■ EXPLORE THE MATERIAL:
a) Please extract the stretch of the parrot book reviews from "Author Alan Jones" through "as its Chairman.".
b) Using the parrot book reviews, explain in one to three sentences why the reviewer says the softback identification guide offers great value for money.
c) From the parrot book reviews, list every species or race that Forshaw splits, along with what each becomes.

[TEXT FOR ANALYSIS]

Author Alan Jones has had a lifelong interest in birds stimulated by his grandfather Frederick. In 1985 he established a veterinary practice in West Sussex, and has worked ever since with avian patients. He joined the international Association of Avian Veterinarians (AAV) in 1987 and is chair of its European Committee. He joined the Parrot Society UK in 1987, and has served for many years on its Council and as its Chairman.
This excellent book is informative and presented in a practical and interesting way. I would rate it as essential reading either for anyone considering taking on a pet parrot or for those who already keep these rewarding but demanding birds. This book could save you from making expensive and heart breaking mistakes with your companion bird(s). The clear text and photographs provide all the useful information with none of the stuff you don't need; you won't find any myths, overly sentimental opinions or evangelical "expertise" but what you will get is honest, common sense advice from an experienced and highly regarded avian vet that used in conjunction with a good avian specialist vet of your own and a reputable supplier will set you on the right track for a long and rewarding parrot / human relationship. Read it from cover to cover and then keep it on the shelf as a reference resource to dip in and out of as needed.
This is a softback version of Parrots of the World: an Identification Guide - published by Princeton University Press in 2006. It is a very well laid out guide and includes flight illustrations (from above and below) for most species and the birds are clearly shown in similar perched poses against a white background. Clear colour maps accompany a text which covers the main points on identification (with descriptions of differing subspecies), distribution and typical localities. The choice of nomenclature often proves to be a challenge as Forshaw has always preferred to adopt names that are popular in the world of aviculture. Forshaw's preference for avicultural names might not matter to those who buy his sumptuous art books but it is unhelpful in a field guide. A cross reference to the names used by others would have been very helpful. Parrot taxonomy has been the subject of a number of revisions since 2006 and several recent well-documented splits are not included. However three pages are devoted to the many forms of what was formerly known to many as Rainbow Lorikeet Trichoglossus haematodus - which is either split into seven species or lumped by various authors. Forshaw lumps them. However there are also examples where Forshaw splits species where the checklists prefer to be conservative. He splits the frontata and minor races of Aratinga wagleri (here called Red-fronted Conure, although better known as Scarlet-fronted Parakeet) to create Codilleran Conure. Similarly the alticola race of Mitred Conure Aratinga mitrata is split as Mountain Conure. The taxonomy of Painted Conure Pyrrhura picta has always been in a state of flux, and while some authors are cautious, Forshaw splits it into four species. Also split is Rose-fronted Conure Pyrrhura roseifrons which becomes three species. Nomenclature aside this book is very well illustrated and given that the large-format original is now out of print and sells for more than €150 it offers great value for money.

[/TEXT FOR ANALYSIS]
[DATA EXTRACT]

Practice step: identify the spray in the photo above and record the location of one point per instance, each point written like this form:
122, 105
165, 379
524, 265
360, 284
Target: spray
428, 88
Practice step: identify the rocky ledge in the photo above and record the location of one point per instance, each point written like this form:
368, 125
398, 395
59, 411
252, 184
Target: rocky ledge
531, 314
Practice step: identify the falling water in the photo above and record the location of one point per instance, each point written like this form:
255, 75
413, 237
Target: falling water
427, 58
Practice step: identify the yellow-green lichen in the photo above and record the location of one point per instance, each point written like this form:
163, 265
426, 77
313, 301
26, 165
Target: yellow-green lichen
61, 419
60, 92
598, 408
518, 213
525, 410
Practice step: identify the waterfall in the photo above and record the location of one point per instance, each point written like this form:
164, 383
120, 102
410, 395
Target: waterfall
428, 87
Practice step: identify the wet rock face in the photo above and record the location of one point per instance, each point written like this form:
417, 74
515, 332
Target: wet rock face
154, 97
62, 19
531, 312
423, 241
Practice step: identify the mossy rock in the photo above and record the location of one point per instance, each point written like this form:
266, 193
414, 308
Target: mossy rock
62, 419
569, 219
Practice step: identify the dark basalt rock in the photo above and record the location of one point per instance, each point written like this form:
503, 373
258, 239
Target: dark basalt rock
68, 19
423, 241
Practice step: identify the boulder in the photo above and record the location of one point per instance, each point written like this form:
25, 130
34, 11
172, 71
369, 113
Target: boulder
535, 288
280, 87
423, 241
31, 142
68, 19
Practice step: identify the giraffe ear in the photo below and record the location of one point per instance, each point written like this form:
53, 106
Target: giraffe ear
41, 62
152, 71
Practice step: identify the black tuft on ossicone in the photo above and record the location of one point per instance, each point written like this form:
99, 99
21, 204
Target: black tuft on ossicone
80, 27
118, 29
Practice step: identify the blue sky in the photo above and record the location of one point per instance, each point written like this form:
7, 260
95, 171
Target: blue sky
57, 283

[/DATA EXTRACT]
[DATA EXTRACT]

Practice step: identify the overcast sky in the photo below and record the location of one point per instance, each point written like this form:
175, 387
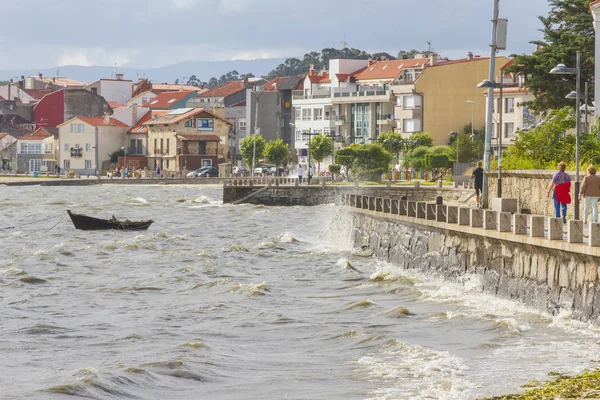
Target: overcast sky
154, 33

[/DATA EXTRACT]

■ TASK SOLUTIONS:
a)
Author Alan Jones has had a lifelong interest in birds stimulated by his grandfather Frederick. In 1985 he established a veterinary practice in West Sussex, and has worked ever since with avian patients. He joined the international Association of Avian Veterinarians (AAV) in 1987 and is chair of its European Committee. He joined the Parrot Society UK in 1987, and has served for many years on its Council and as its Chairman.

b) The reviewer notes that the book is very well illustrated. The large-format original is now out of print and sells for more than €150, so the softback version offers great value for money.

c)
- The frontata and minor races of Aratinga wagleri (Red-fronted Conure) are split to create Codilleran Conure.
- The alticola race of Mitred Conure Aratinga mitrata is split as Mountain Conure.
- Painted Conure Pyrrhura picta is split into four species.
- Rose-fronted Conure Pyrrhura roseifrons is split into three species.